Work required:
Show only those lines of the entries where the string "light" is found.

(Items from a dataset)
================================

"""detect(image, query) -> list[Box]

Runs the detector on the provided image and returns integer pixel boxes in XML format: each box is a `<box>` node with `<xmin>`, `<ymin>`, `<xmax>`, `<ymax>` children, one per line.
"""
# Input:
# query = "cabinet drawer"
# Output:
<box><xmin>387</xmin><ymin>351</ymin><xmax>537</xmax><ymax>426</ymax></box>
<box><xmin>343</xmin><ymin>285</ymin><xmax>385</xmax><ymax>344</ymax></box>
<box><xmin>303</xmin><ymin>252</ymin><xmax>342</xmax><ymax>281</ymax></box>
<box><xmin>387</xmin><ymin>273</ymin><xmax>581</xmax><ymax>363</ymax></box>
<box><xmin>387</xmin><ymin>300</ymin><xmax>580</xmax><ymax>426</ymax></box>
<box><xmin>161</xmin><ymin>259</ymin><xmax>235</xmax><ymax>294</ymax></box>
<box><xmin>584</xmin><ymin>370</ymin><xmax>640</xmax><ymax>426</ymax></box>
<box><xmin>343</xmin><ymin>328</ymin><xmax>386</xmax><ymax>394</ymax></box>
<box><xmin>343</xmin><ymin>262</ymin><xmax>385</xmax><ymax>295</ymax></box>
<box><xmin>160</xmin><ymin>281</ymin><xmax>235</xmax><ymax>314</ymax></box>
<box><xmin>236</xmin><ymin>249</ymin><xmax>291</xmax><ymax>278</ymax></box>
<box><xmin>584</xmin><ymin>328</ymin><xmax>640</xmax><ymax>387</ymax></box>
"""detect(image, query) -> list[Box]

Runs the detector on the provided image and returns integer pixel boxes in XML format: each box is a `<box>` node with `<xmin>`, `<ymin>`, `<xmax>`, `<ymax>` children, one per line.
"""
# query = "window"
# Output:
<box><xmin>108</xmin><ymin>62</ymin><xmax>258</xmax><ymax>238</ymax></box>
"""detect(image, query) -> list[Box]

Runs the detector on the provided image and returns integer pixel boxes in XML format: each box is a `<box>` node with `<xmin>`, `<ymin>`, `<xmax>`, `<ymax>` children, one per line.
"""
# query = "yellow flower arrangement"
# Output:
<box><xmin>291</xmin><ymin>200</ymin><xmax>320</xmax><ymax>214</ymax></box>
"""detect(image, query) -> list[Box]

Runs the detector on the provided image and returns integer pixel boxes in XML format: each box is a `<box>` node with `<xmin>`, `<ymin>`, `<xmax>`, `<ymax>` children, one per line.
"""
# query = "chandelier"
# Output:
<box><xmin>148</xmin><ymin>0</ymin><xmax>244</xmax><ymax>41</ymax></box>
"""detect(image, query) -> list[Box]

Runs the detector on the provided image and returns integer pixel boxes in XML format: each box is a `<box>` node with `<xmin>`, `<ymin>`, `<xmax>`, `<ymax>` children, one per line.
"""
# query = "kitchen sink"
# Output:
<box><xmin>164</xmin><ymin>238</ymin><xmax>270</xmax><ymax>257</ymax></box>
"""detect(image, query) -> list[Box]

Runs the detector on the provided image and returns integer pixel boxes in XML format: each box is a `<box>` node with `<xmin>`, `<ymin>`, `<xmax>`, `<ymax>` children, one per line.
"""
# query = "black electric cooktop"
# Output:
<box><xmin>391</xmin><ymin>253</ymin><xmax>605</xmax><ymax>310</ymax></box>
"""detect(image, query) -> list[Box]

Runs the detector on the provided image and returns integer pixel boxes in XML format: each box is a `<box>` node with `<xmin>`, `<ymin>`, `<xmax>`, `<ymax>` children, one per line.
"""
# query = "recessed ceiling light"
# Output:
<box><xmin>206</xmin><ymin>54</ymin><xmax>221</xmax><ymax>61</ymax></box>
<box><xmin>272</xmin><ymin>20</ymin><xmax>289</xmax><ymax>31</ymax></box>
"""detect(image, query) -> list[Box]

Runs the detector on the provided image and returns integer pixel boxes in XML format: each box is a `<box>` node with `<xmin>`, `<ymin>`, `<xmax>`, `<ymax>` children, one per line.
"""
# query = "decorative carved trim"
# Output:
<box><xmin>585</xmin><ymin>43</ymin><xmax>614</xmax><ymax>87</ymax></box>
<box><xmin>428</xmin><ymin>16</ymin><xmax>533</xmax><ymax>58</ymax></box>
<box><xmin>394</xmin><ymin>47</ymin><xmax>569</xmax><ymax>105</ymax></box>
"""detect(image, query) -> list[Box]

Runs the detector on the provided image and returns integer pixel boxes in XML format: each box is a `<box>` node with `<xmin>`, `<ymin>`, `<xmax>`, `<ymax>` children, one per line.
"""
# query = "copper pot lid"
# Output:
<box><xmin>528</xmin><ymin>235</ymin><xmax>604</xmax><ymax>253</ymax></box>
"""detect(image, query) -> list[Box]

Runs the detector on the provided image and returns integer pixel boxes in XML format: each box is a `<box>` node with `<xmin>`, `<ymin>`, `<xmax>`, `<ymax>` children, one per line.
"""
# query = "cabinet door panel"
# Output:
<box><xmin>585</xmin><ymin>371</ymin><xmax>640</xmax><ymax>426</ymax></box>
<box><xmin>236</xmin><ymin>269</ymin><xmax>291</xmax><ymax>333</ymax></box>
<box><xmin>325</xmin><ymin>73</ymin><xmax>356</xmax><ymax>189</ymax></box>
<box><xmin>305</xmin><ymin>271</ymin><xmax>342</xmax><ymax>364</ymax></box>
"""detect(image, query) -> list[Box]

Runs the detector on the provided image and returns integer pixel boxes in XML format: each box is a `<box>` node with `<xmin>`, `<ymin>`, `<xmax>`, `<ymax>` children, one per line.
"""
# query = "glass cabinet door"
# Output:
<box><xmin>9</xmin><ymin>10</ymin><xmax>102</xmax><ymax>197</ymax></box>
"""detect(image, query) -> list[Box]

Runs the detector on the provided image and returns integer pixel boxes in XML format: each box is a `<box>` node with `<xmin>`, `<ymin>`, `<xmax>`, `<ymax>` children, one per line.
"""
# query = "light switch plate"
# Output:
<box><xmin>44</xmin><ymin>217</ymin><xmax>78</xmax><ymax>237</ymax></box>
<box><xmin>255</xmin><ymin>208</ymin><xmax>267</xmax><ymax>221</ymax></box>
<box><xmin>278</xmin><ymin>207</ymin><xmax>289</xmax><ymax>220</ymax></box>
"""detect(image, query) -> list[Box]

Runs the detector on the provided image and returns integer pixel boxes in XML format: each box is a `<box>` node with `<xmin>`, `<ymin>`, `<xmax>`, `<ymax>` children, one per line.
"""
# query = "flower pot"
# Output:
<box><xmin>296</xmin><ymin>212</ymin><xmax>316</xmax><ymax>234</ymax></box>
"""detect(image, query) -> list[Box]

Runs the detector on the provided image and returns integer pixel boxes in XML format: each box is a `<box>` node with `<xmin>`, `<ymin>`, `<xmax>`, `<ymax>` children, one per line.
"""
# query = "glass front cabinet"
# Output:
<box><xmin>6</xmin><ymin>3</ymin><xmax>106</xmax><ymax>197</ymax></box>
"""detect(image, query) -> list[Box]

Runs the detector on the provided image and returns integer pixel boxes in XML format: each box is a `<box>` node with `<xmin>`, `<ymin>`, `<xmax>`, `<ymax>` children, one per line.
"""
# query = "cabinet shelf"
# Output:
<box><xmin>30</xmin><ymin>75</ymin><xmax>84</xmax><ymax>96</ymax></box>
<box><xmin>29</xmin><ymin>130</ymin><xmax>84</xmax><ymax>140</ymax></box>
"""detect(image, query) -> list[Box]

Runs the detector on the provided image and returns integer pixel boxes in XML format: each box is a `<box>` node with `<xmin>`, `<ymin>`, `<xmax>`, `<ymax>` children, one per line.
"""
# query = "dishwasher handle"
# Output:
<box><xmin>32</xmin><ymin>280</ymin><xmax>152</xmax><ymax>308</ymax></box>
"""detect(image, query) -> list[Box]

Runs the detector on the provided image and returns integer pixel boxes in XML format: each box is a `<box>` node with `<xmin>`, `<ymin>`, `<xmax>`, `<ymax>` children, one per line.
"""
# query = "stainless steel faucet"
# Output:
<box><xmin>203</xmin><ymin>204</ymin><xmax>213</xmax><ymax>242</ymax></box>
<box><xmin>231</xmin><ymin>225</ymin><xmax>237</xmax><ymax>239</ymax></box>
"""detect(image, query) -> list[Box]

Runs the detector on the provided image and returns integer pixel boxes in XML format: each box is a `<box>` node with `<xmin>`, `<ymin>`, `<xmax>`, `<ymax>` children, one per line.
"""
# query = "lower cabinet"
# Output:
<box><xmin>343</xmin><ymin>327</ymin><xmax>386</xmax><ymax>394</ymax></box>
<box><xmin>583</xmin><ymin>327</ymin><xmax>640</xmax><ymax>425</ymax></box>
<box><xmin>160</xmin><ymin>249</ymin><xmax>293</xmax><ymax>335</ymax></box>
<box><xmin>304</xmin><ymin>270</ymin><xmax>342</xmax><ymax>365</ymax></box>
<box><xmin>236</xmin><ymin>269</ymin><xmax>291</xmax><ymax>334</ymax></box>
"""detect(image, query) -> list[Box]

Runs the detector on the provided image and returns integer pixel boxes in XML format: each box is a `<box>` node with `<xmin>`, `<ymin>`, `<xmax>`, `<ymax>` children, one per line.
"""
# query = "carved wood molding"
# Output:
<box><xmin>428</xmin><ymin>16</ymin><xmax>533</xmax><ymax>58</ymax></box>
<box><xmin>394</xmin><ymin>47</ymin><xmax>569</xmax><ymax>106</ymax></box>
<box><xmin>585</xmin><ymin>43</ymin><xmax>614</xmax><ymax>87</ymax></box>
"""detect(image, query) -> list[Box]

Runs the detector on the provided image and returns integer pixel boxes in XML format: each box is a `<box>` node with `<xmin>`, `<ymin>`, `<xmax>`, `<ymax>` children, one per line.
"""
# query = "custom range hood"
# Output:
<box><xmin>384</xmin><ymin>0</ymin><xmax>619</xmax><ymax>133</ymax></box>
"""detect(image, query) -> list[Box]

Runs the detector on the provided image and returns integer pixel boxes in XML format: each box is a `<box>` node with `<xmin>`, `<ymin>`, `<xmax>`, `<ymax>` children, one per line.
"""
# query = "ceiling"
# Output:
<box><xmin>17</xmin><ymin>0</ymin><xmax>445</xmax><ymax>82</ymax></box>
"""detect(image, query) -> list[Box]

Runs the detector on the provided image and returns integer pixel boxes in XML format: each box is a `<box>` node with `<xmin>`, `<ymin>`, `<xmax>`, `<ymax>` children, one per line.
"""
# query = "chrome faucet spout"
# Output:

================================

Exercise solution:
# query = "recessed ceiling light"
# query = "light switch plate"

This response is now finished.